Description of the task → Each entry that follows is to be copied exactly, minus any pictures.

Dataset extract →
═══

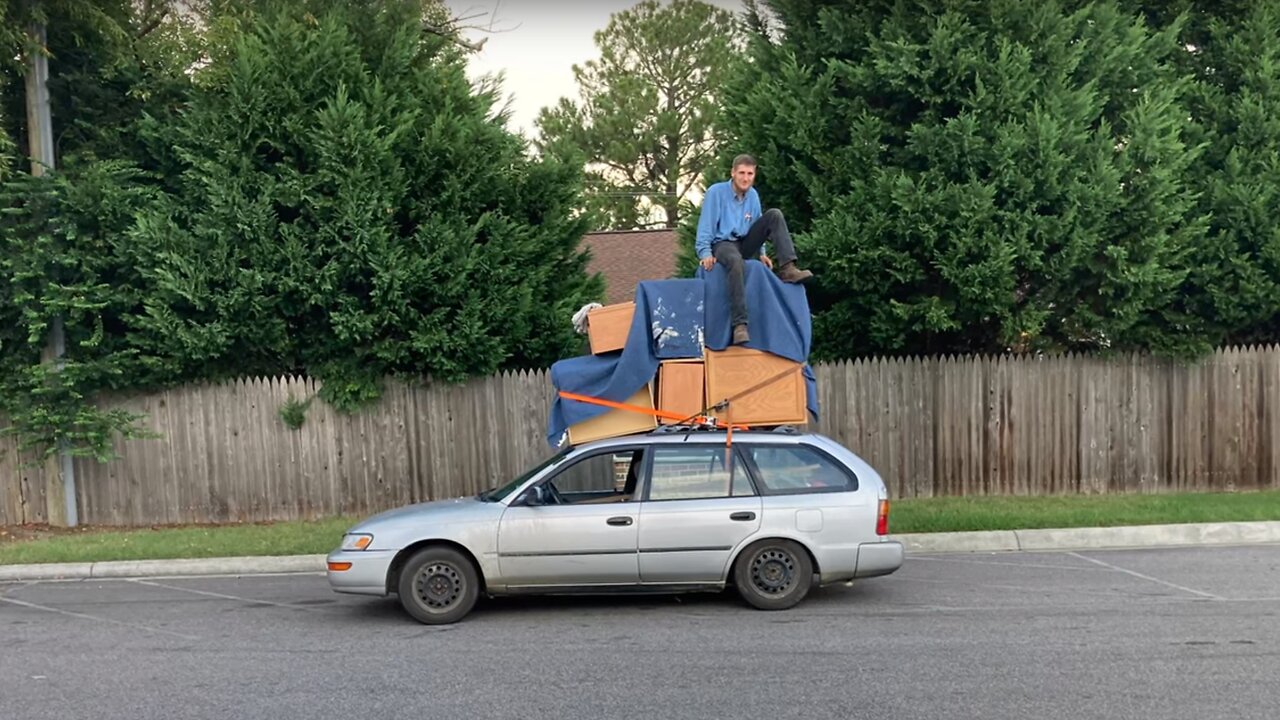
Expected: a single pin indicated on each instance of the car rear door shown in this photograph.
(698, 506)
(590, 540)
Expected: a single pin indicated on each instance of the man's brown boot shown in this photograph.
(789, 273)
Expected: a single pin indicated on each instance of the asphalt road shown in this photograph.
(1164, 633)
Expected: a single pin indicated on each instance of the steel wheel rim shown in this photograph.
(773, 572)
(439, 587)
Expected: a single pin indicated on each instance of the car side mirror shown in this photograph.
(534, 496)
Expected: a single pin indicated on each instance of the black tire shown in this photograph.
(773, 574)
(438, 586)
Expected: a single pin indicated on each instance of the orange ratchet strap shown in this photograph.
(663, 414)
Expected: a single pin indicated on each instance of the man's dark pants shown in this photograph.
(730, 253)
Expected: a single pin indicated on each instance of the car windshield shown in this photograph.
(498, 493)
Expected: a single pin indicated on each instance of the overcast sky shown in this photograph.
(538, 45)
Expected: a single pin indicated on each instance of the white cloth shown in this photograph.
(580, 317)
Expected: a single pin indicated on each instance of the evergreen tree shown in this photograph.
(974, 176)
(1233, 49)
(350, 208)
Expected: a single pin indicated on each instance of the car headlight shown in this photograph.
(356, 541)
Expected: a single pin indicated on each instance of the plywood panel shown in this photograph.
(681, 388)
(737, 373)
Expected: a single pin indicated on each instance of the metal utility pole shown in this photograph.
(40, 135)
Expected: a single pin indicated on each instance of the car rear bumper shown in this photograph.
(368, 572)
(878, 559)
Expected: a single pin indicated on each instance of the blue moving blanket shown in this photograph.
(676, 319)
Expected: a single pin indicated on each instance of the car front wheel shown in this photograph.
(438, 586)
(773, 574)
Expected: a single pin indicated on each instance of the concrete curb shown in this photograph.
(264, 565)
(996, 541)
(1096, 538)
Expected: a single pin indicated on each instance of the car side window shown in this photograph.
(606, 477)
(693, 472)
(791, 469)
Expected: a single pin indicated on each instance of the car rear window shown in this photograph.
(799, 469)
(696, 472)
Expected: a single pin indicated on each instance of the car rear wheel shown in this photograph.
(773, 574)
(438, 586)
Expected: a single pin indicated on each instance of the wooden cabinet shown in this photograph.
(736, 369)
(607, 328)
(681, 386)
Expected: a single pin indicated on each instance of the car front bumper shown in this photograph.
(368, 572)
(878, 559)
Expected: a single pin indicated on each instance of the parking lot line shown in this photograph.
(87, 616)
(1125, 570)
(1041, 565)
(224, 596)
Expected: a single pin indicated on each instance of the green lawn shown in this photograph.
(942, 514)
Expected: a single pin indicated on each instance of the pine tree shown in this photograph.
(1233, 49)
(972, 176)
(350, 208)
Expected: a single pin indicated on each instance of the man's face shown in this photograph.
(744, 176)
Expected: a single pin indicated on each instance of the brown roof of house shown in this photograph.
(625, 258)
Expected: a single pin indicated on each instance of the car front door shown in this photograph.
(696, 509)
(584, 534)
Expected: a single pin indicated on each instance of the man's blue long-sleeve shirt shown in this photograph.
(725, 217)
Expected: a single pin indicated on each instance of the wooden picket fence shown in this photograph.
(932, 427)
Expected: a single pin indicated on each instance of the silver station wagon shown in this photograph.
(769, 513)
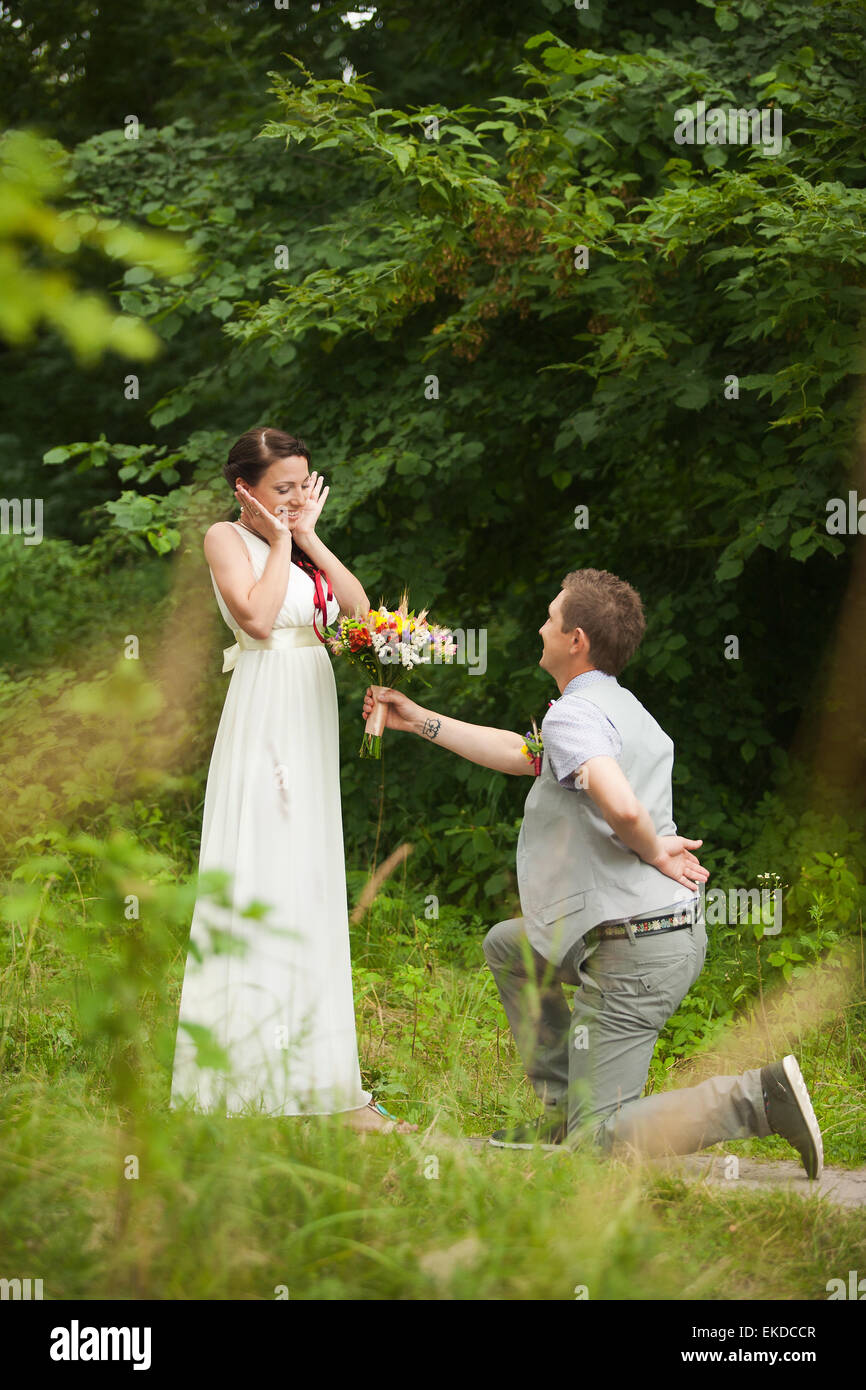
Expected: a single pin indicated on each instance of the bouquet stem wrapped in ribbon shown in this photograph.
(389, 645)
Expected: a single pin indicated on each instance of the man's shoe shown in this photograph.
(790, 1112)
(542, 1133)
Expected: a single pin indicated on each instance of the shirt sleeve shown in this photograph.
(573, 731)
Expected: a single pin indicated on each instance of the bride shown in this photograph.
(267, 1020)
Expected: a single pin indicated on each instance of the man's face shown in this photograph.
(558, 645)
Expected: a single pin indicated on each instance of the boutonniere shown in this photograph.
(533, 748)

═══

Reply →
Expected: a single pin indicated on each instance of the car rear door shown in this photograph.
(698, 506)
(590, 540)
Expected: a single pin indicated on each instance of the man's brown boot shown in this photograph.
(789, 273)
Expected: a single pin indicated on each instance of the asphalt road shown in this photograph.
(1164, 633)
Expected: a single pin indicated on each instance of the steel wheel rim shown in this photograph.
(773, 572)
(439, 587)
Expected: a single pin indicated on each instance of the car side mirror shown in this photograph.
(534, 496)
Expected: a single pin indicated on each instance of the black tire shown in this photograph.
(773, 574)
(438, 586)
Expected: a single pin indicated on each instance of the orange ratchet strap shown in this photograph.
(663, 414)
Expected: a single pin indicated on each instance of the man's dark pants shown in this photograph.
(730, 253)
Expected: a single pin indicated on each instance of the car windshield shown in this photograph.
(498, 493)
Expected: a single pin indicated on each instance of the overcast sky shown in this photograph.
(538, 45)
Expected: a single pin indicated on each instance of the white cloth shown in this photograph.
(580, 317)
Expected: a single pin indicated on each instance of the evergreen tree shown in this photograph.
(974, 176)
(1233, 49)
(350, 208)
Expected: a single pin indicated on each instance of the car headlight shown in this photograph.
(356, 541)
Expected: a single pin indicated on each instance of the plywood panel shown in this photograph.
(681, 388)
(737, 373)
Expected: a single pin indicated on each instance of the metal utility pole shown in this photograph.
(40, 135)
Expected: a single pin indicated on each instance of the car rear bumper shown in this photograph.
(368, 572)
(878, 559)
Expected: a single pin indicated on each instance of the blue moving blanket shown in this photograph.
(676, 319)
Expected: a single pin indicated on each instance of the car front wheel shown in this photograph.
(438, 586)
(773, 574)
Expected: a single pin indicated on each instance of the concrete curb shown in this photograph.
(264, 565)
(996, 541)
(1096, 538)
Expected: a single pin indicated on each instance of the car side window shown in this photograph.
(606, 477)
(693, 472)
(791, 469)
Expected: a single pin indicated on each instance of the car rear window shown in this photograph.
(799, 469)
(696, 472)
Expected: a single pin indicated on each instance of the car rear wheel shown in this photograph.
(773, 574)
(438, 586)
Expected: a single pin indicated on each instance of the wooden cabinet shown in this photograph.
(736, 369)
(607, 328)
(681, 386)
Expected: a single pin indicated on each instance of the car front bumper shown in this photograph.
(368, 572)
(878, 559)
Expected: a single pin indicated on each instance of the parking lot line shown in this photograph.
(87, 616)
(1125, 570)
(1041, 565)
(224, 596)
Expected: a single pin indicated on each instance of the green lawn shown in this photograph.
(942, 514)
Expected: a single pin indicated on each instance of the pine tree shown in this photograph.
(1233, 49)
(972, 176)
(350, 208)
Expected: a single pin indicated on each instance of the man's face shown in this photograph.
(744, 176)
Expected: a single pin indicated on each instance of the brown roof of house shown in this photograph.
(625, 258)
Expected: a single pin indicated on each instance of the car front door shown in this photograph.
(696, 509)
(584, 534)
Expected: a single pin indicated on each instance of the man's blue long-sleeve shirt shown in this photograph.
(725, 217)
Expected: a single pin indicated on each instance of the wooden picket fence shown in this photograph.
(932, 427)
Expected: a single pin indicated on each instance of the silver station wagon shown in this photograph.
(769, 513)
Expected: a single pin indicated on each instance of the bouquet stem wrapped in ribbon shown in this photograph.
(389, 645)
Expected: a single pin indicated on each instance of the man's shoe shown in this photograph.
(790, 1112)
(542, 1133)
Expected: a single pin indicated on each instance of the shirt sleeve shown in this photograph.
(573, 731)
Expected: a single pin indicated on each instance of the bride shown in this photograph.
(267, 1020)
Expected: a single pin indicated on each instance of the man's face shown in this photograph.
(558, 645)
Expected: a single pin indicated on each instance of the boutonniere shown in this photograph.
(533, 748)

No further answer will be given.